Entries provided:

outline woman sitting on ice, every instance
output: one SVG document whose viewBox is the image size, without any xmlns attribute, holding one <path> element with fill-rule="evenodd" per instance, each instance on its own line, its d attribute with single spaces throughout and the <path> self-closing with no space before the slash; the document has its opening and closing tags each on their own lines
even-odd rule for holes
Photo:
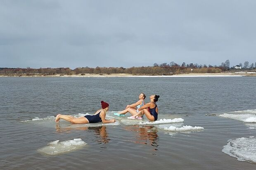
<svg viewBox="0 0 256 170">
<path fill-rule="evenodd" d="M 101 101 L 101 107 L 97 110 L 94 115 L 86 115 L 85 117 L 75 118 L 73 116 L 62 115 L 60 114 L 57 115 L 55 122 L 57 122 L 61 119 L 64 119 L 72 123 L 94 123 L 102 122 L 103 123 L 114 123 L 116 122 L 114 119 L 107 120 L 105 119 L 106 114 L 109 110 L 109 105 L 107 103 Z"/>
<path fill-rule="evenodd" d="M 141 106 L 138 109 L 139 112 L 137 114 L 133 115 L 130 117 L 128 117 L 129 119 L 135 119 L 136 117 L 141 117 L 143 114 L 145 114 L 149 120 L 152 121 L 157 120 L 158 115 L 158 107 L 156 102 L 158 101 L 159 96 L 153 94 L 149 96 L 150 102 Z"/>
<path fill-rule="evenodd" d="M 139 112 L 138 109 L 144 105 L 145 102 L 144 99 L 146 98 L 146 95 L 143 93 L 141 93 L 139 96 L 139 100 L 135 103 L 130 105 L 127 105 L 126 109 L 118 113 L 115 113 L 114 115 L 118 116 L 124 116 L 125 114 L 128 112 L 130 112 L 132 115 L 137 114 Z M 140 119 L 141 119 L 140 117 Z"/>
</svg>

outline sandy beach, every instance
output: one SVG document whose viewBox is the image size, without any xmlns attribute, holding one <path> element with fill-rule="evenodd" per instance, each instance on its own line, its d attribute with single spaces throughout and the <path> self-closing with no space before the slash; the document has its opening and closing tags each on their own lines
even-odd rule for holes
<svg viewBox="0 0 256 170">
<path fill-rule="evenodd" d="M 171 76 L 165 75 L 134 75 L 127 74 L 54 74 L 45 75 L 42 74 L 34 74 L 33 75 L 0 75 L 0 77 L 232 77 L 241 76 L 256 76 L 256 72 L 239 71 L 232 73 L 190 73 L 188 74 L 175 74 Z"/>
</svg>

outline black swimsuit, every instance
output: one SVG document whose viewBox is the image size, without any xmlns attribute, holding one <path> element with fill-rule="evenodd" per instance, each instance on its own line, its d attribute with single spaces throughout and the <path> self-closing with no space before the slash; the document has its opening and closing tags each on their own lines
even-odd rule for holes
<svg viewBox="0 0 256 170">
<path fill-rule="evenodd" d="M 150 108 L 149 107 L 149 111 L 150 113 L 150 115 L 152 115 L 154 116 L 154 117 L 155 119 L 155 121 L 157 120 L 157 117 L 158 115 L 158 114 L 157 112 L 156 112 L 156 107 L 157 107 L 157 105 L 155 102 L 153 102 L 155 104 L 155 107 L 153 108 Z"/>
<path fill-rule="evenodd" d="M 85 117 L 88 119 L 89 123 L 94 123 L 102 122 L 101 118 L 100 117 L 100 113 L 101 111 L 95 115 L 86 115 Z"/>
</svg>

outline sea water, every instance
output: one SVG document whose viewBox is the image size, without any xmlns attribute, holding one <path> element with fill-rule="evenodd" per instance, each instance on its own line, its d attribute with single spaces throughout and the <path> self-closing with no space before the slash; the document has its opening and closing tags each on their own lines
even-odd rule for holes
<svg viewBox="0 0 256 170">
<path fill-rule="evenodd" d="M 0 78 L 0 169 L 254 170 L 256 85 L 254 77 Z M 146 102 L 160 95 L 161 124 L 114 115 L 141 92 Z M 101 100 L 114 123 L 55 121 L 93 114 Z M 74 139 L 88 145 L 40 152 Z"/>
</svg>

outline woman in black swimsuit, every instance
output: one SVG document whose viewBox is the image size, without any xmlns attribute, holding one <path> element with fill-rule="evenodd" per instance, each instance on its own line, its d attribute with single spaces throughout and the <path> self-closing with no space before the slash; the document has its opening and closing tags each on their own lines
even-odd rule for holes
<svg viewBox="0 0 256 170">
<path fill-rule="evenodd" d="M 107 120 L 105 119 L 109 105 L 107 103 L 103 101 L 101 101 L 101 102 L 102 109 L 97 110 L 94 115 L 86 115 L 85 117 L 75 118 L 71 116 L 59 114 L 56 116 L 55 121 L 57 122 L 60 119 L 62 119 L 72 123 L 94 123 L 101 122 L 105 123 L 114 123 L 116 122 L 114 119 Z"/>
<path fill-rule="evenodd" d="M 158 116 L 158 107 L 156 102 L 158 101 L 159 96 L 153 94 L 149 96 L 150 102 L 141 106 L 138 109 L 139 112 L 137 115 L 134 115 L 135 117 L 140 114 L 140 111 L 141 110 L 142 113 L 145 114 L 149 120 L 152 121 L 157 120 Z"/>
</svg>

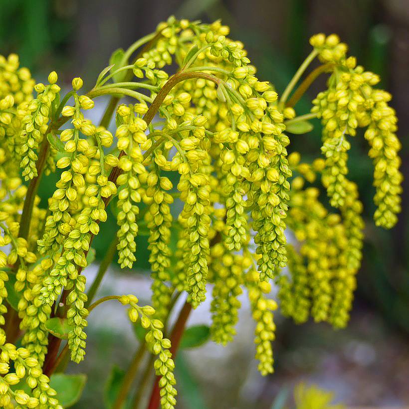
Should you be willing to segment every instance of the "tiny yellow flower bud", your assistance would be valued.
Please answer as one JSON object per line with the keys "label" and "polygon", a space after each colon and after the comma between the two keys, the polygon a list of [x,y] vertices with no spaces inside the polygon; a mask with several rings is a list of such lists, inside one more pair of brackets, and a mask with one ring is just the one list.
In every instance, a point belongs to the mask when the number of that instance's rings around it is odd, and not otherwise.
{"label": "tiny yellow flower bud", "polygon": [[67,106],[62,108],[61,113],[63,116],[72,116],[75,112],[75,108],[74,107]]}
{"label": "tiny yellow flower bud", "polygon": [[77,77],[76,78],[74,78],[72,80],[72,88],[74,89],[77,90],[79,89],[80,88],[82,88],[83,83],[82,82],[82,80],[79,78],[79,77]]}
{"label": "tiny yellow flower bud", "polygon": [[50,72],[48,75],[48,82],[51,85],[55,84],[58,79],[58,77],[57,75],[57,73],[55,71]]}

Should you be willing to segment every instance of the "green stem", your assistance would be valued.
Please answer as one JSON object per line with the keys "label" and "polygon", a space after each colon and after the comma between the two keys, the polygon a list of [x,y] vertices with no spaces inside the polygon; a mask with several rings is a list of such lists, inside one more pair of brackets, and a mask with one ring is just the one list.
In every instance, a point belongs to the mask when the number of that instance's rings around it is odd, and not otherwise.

Task requirements: Format the items from their first line up to and including the line containing "101 L 101 107" as a Markdown table with the columns n and Line. Number the rows consecutively, and omit blank lines and the picture.

Full output:
| n | Line |
|---|---|
| 1 | outline woman sitting on ice, every instance |
| 2 | output: one SVG document whose viewBox is the image size, without any xmlns attribute, holding one <path> element with fill-rule="evenodd" per instance, each instance on its own line, its d attribute with single spaces throughout and the <path> self-closing with no space before the slash; the document has its opening and closing tags each on their own lines |
| 3 | even-odd rule for holes |
| 4 | Photo: |
| 5 | <svg viewBox="0 0 256 170"> |
| 6 | <path fill-rule="evenodd" d="M 101 101 L 101 107 L 97 110 L 94 115 L 86 115 L 85 117 L 75 118 L 73 116 L 62 115 L 60 114 L 57 115 L 55 122 L 57 122 L 61 119 L 64 119 L 72 123 L 94 123 L 102 122 L 103 123 L 114 123 L 116 122 L 114 119 L 107 120 L 105 119 L 106 114 L 109 110 L 109 105 L 107 103 Z"/> |